> EXERCISE INPUT:

-- Start --

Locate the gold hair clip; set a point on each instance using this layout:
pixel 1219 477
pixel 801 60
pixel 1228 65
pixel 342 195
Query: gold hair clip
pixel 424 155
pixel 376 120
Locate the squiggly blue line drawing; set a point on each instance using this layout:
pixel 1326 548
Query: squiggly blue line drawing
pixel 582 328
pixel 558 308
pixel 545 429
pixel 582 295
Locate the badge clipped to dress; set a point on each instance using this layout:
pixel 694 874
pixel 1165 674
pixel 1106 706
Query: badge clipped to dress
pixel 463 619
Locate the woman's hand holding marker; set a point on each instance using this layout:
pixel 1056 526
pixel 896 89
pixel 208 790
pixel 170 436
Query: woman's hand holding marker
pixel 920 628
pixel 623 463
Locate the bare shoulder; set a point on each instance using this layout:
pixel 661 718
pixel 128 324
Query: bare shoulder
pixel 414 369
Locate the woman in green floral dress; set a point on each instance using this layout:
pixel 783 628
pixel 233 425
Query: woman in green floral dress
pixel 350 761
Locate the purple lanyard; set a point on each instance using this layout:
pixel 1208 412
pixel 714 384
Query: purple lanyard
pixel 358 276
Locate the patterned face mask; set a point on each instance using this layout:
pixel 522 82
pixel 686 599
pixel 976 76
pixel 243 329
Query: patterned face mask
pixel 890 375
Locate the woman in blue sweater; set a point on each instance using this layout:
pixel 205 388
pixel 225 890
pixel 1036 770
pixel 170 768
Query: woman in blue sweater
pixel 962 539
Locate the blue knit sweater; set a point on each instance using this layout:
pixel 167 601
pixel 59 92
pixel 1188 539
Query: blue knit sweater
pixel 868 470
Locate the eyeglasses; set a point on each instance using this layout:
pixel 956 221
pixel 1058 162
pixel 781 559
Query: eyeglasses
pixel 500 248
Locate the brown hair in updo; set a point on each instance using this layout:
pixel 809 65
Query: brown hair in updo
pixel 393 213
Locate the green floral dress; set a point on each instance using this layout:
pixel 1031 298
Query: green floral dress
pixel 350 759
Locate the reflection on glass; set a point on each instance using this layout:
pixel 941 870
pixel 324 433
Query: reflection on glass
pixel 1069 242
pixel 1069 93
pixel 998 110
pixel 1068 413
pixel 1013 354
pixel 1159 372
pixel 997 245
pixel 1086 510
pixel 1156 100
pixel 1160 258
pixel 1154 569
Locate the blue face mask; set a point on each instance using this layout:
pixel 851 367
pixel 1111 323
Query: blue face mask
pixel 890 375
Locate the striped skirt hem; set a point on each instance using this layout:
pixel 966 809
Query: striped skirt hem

-- End --

> SHORT TASK:
Copy all of the records above line for line, changing nothing.

> ANSWER TO THIS PROBLEM:
Locate the gold hair clip; set a point on each instance using this layout:
pixel 1219 477
pixel 801 60
pixel 1228 65
pixel 342 195
Query: gold hair clip
pixel 424 155
pixel 376 120
Locate the squiggly blue line drawing; set a point on each instance using this layout:
pixel 1326 548
Query: squiggly blue line drawing
pixel 582 328
pixel 558 308
pixel 545 429
pixel 582 295
Locate the badge clipped to dress; set a point on each instance using this layout:
pixel 694 874
pixel 1165 674
pixel 1106 706
Query: badge clipped to dress
pixel 463 619
Locate the woman's hand holding marker; set a point on each instance using this layout:
pixel 1056 526
pixel 896 89
pixel 208 790
pixel 170 436
Query: woman's hand holding marker
pixel 920 628
pixel 623 463
Locate the bare shoulder; set a point on each instance using this layout:
pixel 661 718
pixel 128 324
Query: bare shoulder
pixel 414 369
Locate the woman in green floral dress; set a point on each instance using this layout:
pixel 783 628
pixel 233 425
Query: woman in green floral dress
pixel 350 761
Locate the purple lanyard; set a point on each instance using this layout:
pixel 1208 412
pixel 714 384
Query: purple lanyard
pixel 358 276
Locate the patterned face mask; set a point on each instance using this layout:
pixel 522 82
pixel 686 599
pixel 976 76
pixel 243 329
Query: patterned face mask
pixel 890 375
Locate the woman in blue sweater; set a point on each instance using this layout:
pixel 205 388
pixel 225 890
pixel 1036 770
pixel 170 768
Query: woman in blue sweater
pixel 962 539
Locate the blue knit sweater; set a point on each instance using this layout:
pixel 167 601
pixel 59 92
pixel 1188 539
Query: blue knit sweater
pixel 868 470
Locate the eyeglasses; set a point on each instance using this layout:
pixel 956 221
pixel 1058 162
pixel 781 559
Query: eyeglasses
pixel 500 248
Locate the brown hair in updo; set a point on each instance using this layout:
pixel 809 65
Query: brown hair in updo
pixel 393 213
Locate the green floral dress; set a point on each instance using this layout:
pixel 1031 298
Query: green floral dress
pixel 350 759
Locate the reflection on glass; set a point on each instance using this layout:
pixel 941 870
pixel 324 433
Query: reflection on glass
pixel 1069 242
pixel 1069 93
pixel 998 110
pixel 1068 413
pixel 1013 354
pixel 1159 372
pixel 997 245
pixel 1086 510
pixel 1156 100
pixel 1160 258
pixel 1154 569
Locate the blue face mask; set a point on each instance using this layout:
pixel 851 367
pixel 1111 323
Query: blue face mask
pixel 890 375
Locate the striped skirt hem; set a point on each instance using this layout:
pixel 966 809
Query: striped skirt hem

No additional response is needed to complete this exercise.